→ **Instructions for the task**:
Each line of the data has to be transcribed exactly.

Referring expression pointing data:
------------------------------------------------------------------------

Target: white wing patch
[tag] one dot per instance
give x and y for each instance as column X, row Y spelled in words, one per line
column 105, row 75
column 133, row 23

------------------------------------------------------------------------

→ **Result of this task**:
Target: white wing patch
[tag] one dot per instance
give x and y for each instance as column X, row Y spelled in words, one per line
column 105, row 75
column 133, row 23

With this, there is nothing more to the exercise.